* Referring expression data:

======

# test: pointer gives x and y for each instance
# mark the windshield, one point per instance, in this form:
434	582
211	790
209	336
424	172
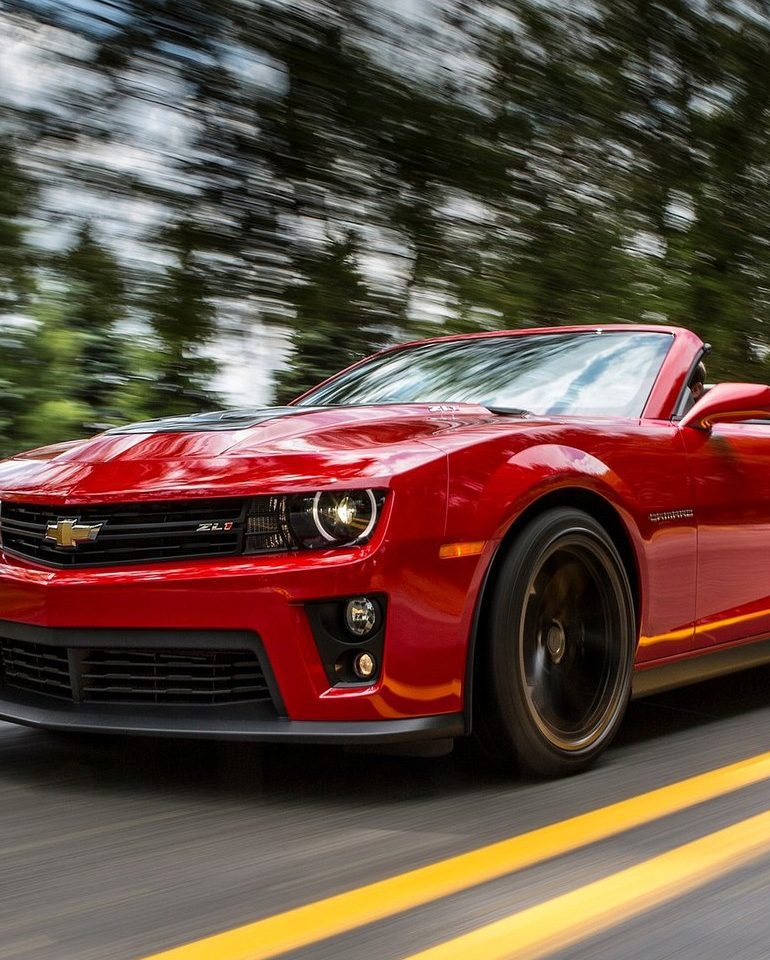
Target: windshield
591	373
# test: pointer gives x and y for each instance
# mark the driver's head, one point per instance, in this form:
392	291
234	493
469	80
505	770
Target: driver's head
698	382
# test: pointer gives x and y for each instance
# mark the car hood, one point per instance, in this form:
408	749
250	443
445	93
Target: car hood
237	453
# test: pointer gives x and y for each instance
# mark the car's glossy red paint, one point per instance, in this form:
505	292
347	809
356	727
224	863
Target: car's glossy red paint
692	507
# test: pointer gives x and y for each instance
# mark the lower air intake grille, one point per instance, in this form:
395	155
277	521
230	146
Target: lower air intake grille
36	667
132	675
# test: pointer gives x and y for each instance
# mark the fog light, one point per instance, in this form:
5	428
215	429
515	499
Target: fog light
361	616
364	665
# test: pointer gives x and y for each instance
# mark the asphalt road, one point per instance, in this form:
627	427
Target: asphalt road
121	848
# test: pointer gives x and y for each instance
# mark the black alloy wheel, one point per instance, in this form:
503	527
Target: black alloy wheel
557	659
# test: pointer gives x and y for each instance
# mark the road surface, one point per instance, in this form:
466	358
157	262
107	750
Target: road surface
118	848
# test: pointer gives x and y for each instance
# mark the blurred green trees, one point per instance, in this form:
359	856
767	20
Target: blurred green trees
355	173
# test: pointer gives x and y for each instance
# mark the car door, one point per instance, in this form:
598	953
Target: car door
730	466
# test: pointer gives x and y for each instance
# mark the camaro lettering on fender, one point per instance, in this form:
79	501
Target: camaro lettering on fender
664	515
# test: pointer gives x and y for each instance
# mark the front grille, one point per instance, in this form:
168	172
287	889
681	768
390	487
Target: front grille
133	675
144	532
36	667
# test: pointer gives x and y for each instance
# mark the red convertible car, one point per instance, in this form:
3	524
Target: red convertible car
507	534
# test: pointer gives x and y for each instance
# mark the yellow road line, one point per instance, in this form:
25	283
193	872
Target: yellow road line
346	911
565	920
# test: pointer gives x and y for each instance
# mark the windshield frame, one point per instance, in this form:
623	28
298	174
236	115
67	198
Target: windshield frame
673	334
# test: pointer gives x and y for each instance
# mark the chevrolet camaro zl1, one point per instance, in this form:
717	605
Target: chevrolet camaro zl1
504	534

======

* PROBLEM REQUIREMENTS:
Output the records above in their entirety and exactly, leaving out all images.

* PROBLEM SOLUTION:
# test: pointer gives x and y for each instance
# mark the windshield, one point per instance, in this form:
434	582
211	790
209	336
424	172
Target: windshield
591	373
# test: pointer gives x and y for each instance
# mark the driver's head, one point per instance, in this form:
392	291
234	493
469	80
505	770
Target: driver's head
698	382
# test: pointer gives x and y for each instance
# mark the car hood, one point per instance, in this form:
408	749
250	443
445	93
Target: car hood
237	453
# test: pointer gives x and y for each instance
# mark the car's glossy red paint, one point per instance, in this form:
505	292
347	809
356	727
224	863
Target: car's glossy red paint
692	507
# test: pointer gives x and y for each instance
# mark the lower air intake grille, one point per instance, in this form:
395	155
277	521
230	146
Target: lower air intake grille
36	667
132	675
# test: pointer gives x and y for each instance
# mark the fog light, one point per instance, in this form:
5	428
215	429
515	499
Target: fog light
361	616
364	665
# test: pointer gives x and y for each instance
# mark the asphalt road, one point per instance, in this form:
627	427
Target: asphalt road
121	848
# test: pointer gives x and y for each instance
# mark the black alloy wheel, one point per instance, in this form:
503	527
Target: black alloy wheel
557	659
# test: pointer gives x and y for each instance
# mark the road surface, one point per instance, in this form:
466	358
157	262
107	750
Target: road surface
118	848
# test: pointer gives x and y for each instance
# mark the blurred green trees, one point per instance, in this form:
359	856
767	20
Target: blurred green trees
355	173
# test: pointer gives x and y for each instance
# mark the car door, one point per instance, in this form:
598	953
Target: car door
730	466
# test: pointer gives x and y for each instance
# mark the camaro lettering on fender, one point per instance, in this form:
79	501
Target: camaro lettering on fender
664	515
# test: pointer gives x and y for each instance
# mark the front grille, one point per instance, in this form:
168	172
287	889
681	768
390	487
Target: front grille
133	675
144	532
36	667
# test: pointer gives x and y for each instance
# mark the red convertible car, one point per instance, in this form:
3	524
Target: red convertible car
507	534
# test: pointer gives x and y for each instance
# mark the yellow road line, one point per instance, in this form:
25	283
193	872
Target: yellow road line
346	911
565	920
# test: pointer gives x and y for each instance
# mark the windshield frame, one point per instance, in this form:
623	28
298	174
236	115
67	198
Target: windshield frame
673	334
# test: pointer gives x and y for each instance
# mark the chevrolet camaro zl1, one point per instance, in this form:
717	605
Target: chevrolet camaro zl1
504	534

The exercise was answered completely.